TASK:
Reproduce verbatim every line from the one that includes "Detection annotation — mark the white glove" to the closing line of the entries; omit everything before it.

THE RECORDS:

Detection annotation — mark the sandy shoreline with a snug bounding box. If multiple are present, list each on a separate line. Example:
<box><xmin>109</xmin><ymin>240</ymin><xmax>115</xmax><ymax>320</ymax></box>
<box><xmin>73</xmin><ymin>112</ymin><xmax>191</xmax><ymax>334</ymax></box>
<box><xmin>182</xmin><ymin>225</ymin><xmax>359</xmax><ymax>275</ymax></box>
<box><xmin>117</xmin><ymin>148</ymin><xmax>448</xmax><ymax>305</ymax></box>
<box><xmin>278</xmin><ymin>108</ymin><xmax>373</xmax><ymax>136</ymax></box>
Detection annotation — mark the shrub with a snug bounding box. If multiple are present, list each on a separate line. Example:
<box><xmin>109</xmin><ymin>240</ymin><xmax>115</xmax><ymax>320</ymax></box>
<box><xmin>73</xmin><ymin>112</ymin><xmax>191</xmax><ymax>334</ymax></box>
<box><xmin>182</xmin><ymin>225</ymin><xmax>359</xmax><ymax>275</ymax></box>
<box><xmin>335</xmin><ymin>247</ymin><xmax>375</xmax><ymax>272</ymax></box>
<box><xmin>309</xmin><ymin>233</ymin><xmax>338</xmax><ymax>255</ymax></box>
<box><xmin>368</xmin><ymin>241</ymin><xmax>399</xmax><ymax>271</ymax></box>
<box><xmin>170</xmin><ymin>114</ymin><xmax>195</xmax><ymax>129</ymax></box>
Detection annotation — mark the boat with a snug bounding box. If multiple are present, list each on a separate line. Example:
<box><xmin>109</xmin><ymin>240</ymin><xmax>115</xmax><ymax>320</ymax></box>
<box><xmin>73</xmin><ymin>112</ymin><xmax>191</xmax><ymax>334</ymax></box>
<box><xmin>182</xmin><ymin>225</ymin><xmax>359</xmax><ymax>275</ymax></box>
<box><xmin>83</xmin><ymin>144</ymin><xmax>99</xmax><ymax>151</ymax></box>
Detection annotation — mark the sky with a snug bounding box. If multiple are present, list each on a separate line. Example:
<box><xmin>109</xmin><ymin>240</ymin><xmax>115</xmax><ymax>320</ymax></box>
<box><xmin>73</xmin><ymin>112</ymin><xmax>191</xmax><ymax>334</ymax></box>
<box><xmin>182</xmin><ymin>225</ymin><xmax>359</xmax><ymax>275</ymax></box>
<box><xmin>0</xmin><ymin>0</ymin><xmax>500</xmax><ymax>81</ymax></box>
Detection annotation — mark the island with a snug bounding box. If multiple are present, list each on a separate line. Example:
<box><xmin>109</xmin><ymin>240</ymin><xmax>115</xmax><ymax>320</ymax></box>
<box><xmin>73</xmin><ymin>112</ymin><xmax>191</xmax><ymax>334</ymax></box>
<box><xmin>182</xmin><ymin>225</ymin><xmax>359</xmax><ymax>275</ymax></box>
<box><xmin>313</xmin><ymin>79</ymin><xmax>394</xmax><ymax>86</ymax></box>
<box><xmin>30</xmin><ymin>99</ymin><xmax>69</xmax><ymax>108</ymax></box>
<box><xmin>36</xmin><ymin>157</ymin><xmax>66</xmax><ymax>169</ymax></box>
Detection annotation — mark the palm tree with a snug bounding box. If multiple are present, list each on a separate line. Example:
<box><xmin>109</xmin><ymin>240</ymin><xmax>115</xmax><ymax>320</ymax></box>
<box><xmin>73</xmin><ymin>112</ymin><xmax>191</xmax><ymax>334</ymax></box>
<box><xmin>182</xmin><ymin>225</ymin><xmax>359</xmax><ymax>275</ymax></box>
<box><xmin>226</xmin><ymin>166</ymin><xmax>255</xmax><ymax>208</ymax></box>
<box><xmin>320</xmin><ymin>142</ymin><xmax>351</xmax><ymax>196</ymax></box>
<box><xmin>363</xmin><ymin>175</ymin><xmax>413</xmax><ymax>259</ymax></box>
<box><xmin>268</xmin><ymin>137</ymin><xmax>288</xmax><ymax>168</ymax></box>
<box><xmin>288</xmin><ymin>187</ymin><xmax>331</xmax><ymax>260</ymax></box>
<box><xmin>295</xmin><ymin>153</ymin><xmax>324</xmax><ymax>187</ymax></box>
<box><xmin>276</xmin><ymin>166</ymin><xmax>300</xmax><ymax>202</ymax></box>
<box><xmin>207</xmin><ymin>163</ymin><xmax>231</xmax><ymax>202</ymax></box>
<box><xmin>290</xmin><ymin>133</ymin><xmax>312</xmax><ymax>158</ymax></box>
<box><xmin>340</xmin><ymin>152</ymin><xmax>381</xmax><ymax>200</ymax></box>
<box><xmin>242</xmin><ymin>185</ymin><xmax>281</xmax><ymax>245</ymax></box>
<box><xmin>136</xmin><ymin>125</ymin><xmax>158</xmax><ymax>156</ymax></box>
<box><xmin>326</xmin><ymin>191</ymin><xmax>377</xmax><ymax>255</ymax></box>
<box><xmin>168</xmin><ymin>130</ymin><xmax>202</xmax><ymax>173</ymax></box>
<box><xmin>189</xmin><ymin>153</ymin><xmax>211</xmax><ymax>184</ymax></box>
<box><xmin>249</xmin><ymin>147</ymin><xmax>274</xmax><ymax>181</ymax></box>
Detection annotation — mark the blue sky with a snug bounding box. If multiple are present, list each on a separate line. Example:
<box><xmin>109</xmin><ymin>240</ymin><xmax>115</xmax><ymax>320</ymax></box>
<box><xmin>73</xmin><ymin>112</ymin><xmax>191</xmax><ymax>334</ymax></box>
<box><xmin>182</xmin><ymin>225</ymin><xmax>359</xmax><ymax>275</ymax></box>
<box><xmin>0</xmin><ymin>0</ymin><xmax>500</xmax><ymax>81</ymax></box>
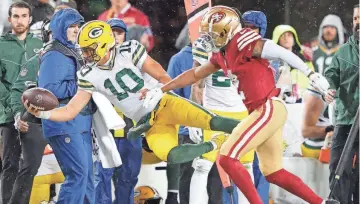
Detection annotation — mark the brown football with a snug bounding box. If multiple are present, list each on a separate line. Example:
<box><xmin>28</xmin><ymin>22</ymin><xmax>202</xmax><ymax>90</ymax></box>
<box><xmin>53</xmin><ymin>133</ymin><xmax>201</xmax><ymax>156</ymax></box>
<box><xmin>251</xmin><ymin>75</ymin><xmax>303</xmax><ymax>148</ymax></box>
<box><xmin>21</xmin><ymin>88</ymin><xmax>59</xmax><ymax>111</ymax></box>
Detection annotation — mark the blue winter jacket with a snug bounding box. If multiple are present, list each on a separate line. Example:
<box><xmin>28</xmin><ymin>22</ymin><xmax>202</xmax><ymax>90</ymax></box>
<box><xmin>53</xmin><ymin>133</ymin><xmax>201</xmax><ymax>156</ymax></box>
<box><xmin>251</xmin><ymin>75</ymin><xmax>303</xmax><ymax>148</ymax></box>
<box><xmin>167</xmin><ymin>46</ymin><xmax>193</xmax><ymax>135</ymax></box>
<box><xmin>38</xmin><ymin>9</ymin><xmax>92</xmax><ymax>137</ymax></box>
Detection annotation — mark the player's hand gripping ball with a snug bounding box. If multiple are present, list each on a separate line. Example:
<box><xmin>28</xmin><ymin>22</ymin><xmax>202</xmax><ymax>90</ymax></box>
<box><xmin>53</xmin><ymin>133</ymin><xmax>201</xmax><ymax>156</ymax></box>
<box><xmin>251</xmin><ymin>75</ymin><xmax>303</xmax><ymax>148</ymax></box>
<box><xmin>21</xmin><ymin>88</ymin><xmax>59</xmax><ymax>116</ymax></box>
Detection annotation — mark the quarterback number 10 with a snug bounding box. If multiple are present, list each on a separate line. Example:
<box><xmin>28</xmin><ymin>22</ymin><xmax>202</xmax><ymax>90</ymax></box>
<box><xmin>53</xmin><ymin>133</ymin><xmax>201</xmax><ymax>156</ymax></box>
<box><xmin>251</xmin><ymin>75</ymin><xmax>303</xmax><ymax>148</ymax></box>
<box><xmin>104</xmin><ymin>68</ymin><xmax>144</xmax><ymax>101</ymax></box>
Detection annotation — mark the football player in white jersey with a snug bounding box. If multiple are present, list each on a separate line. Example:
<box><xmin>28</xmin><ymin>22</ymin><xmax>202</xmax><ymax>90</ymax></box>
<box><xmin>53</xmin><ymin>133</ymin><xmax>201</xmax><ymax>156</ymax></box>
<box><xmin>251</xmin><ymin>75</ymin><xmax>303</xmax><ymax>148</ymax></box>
<box><xmin>189</xmin><ymin>38</ymin><xmax>254</xmax><ymax>204</ymax></box>
<box><xmin>24</xmin><ymin>21</ymin><xmax>239</xmax><ymax>167</ymax></box>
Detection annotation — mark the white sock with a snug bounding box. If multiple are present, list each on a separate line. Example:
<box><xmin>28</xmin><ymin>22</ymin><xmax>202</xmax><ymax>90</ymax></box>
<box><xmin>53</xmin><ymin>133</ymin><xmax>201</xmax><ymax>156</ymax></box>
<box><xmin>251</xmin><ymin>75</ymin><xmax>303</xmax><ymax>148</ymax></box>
<box><xmin>189</xmin><ymin>159</ymin><xmax>213</xmax><ymax>204</ymax></box>
<box><xmin>210</xmin><ymin>141</ymin><xmax>217</xmax><ymax>150</ymax></box>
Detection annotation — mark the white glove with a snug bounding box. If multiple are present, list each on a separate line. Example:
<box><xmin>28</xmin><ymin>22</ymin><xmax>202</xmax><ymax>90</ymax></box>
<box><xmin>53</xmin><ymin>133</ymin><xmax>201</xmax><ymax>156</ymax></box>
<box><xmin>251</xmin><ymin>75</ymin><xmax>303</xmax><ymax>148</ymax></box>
<box><xmin>187</xmin><ymin>127</ymin><xmax>203</xmax><ymax>144</ymax></box>
<box><xmin>14</xmin><ymin>112</ymin><xmax>21</xmax><ymax>130</ymax></box>
<box><xmin>309</xmin><ymin>72</ymin><xmax>330</xmax><ymax>95</ymax></box>
<box><xmin>143</xmin><ymin>88</ymin><xmax>164</xmax><ymax>108</ymax></box>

TASK RESPONSE:
Detection annotation — mark the white glove with a snug bounding box. If multiple are present, list each on a separate line. Example:
<box><xmin>28</xmin><ymin>22</ymin><xmax>202</xmax><ymax>90</ymax></box>
<box><xmin>53</xmin><ymin>133</ymin><xmax>201</xmax><ymax>156</ymax></box>
<box><xmin>251</xmin><ymin>75</ymin><xmax>303</xmax><ymax>148</ymax></box>
<box><xmin>187</xmin><ymin>127</ymin><xmax>203</xmax><ymax>144</ymax></box>
<box><xmin>14</xmin><ymin>112</ymin><xmax>21</xmax><ymax>130</ymax></box>
<box><xmin>309</xmin><ymin>72</ymin><xmax>330</xmax><ymax>95</ymax></box>
<box><xmin>143</xmin><ymin>88</ymin><xmax>164</xmax><ymax>108</ymax></box>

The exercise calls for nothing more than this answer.